▼▼▼

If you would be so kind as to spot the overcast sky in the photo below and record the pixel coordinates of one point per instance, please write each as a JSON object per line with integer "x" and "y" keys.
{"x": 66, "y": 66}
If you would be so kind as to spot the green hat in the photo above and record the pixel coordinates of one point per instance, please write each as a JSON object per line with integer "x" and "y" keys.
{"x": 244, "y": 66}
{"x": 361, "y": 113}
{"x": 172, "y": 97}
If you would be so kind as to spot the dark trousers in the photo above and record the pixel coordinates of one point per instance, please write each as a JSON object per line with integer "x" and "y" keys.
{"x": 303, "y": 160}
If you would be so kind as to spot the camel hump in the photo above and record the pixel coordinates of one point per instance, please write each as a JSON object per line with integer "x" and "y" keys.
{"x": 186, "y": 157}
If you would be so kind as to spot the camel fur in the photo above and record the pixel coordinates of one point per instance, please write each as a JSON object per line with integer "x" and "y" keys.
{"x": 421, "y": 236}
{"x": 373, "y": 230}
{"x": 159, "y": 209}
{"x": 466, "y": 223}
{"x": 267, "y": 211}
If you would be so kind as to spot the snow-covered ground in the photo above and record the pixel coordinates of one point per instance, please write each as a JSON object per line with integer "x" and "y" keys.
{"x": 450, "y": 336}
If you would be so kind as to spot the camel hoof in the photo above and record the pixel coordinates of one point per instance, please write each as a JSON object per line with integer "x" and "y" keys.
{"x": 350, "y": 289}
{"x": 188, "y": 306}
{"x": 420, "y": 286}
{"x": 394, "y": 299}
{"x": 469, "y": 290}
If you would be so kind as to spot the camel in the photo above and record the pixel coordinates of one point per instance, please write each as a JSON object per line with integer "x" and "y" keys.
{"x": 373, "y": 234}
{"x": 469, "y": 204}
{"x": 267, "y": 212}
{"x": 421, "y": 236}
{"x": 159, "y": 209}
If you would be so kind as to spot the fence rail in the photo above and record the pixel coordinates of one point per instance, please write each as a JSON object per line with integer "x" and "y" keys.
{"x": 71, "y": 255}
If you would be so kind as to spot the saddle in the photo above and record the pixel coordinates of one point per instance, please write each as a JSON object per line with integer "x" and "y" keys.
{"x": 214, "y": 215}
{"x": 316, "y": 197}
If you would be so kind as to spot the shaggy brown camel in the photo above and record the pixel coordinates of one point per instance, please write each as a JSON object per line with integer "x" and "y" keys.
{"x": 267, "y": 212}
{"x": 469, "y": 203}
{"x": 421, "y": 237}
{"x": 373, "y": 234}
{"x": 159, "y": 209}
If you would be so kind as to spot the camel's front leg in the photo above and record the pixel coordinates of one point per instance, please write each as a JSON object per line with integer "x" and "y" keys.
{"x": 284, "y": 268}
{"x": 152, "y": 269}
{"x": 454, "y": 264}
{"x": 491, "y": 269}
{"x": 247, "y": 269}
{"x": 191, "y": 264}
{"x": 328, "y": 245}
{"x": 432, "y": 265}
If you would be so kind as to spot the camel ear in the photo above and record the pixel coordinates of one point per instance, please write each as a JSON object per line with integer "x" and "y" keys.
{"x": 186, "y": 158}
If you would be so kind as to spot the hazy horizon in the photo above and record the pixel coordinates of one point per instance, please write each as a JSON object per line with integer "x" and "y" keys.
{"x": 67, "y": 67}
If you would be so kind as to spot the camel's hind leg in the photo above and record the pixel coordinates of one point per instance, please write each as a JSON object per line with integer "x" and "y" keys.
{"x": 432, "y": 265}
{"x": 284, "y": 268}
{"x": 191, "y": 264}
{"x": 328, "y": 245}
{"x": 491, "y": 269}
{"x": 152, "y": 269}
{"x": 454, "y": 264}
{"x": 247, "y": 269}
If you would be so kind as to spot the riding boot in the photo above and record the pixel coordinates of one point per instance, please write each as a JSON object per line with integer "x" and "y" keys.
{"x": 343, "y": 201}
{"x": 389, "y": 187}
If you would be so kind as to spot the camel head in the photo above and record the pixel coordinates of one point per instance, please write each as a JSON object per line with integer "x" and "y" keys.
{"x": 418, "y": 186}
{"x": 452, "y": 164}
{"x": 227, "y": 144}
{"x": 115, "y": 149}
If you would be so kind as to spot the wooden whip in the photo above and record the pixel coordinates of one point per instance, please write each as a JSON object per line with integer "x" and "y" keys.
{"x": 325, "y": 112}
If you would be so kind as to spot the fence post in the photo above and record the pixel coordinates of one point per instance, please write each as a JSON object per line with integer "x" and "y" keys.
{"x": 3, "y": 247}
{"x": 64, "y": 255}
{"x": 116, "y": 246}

▲▲▲

Starting at the line that contains "If you would be so kind as to spot the hazy", copy each line exactly through the end of the listing above. Include that first line and the last one, and add nothing.

> **Solved problem**
If you would be so kind as to spot the hazy horizon in the photo above and record the pixel coordinates of one point per instance, please write each as a JSON object per line with integer "x" and "y" keys.
{"x": 67, "y": 67}
If you would be so kind as to spot the camel's hind leg in the photo above and record the pixel coordinates of one point per instance, please write each as a JSON object per line with integer "x" and "y" keys.
{"x": 432, "y": 265}
{"x": 284, "y": 268}
{"x": 191, "y": 264}
{"x": 328, "y": 245}
{"x": 491, "y": 269}
{"x": 152, "y": 269}
{"x": 454, "y": 264}
{"x": 247, "y": 269}
If you would be so kind as to spot the riding boot in the photo above and record the pixel coordinates of one point per instance, please write each as a JSON object per line with integer "x" and "y" keys.
{"x": 343, "y": 201}
{"x": 389, "y": 187}
If you would be so kind as to spot the camel head in the photo above and record the pixel coordinates of one point per instance, please write each as a JSON object per line with integer "x" and "y" keys.
{"x": 418, "y": 186}
{"x": 452, "y": 164}
{"x": 227, "y": 144}
{"x": 115, "y": 149}
If you would be so kind as to spot the wooden whip in the photo above and record the pixel coordinates of one point per instance, please write each as a JSON object per line with integer "x" and "y" keys.
{"x": 325, "y": 112}
If you would be so kind as to spot the fence post in the photo above and record the pixel coordinates of one point per instance, please write each as a JSON object per line with integer "x" and "y" keys.
{"x": 3, "y": 247}
{"x": 64, "y": 255}
{"x": 116, "y": 246}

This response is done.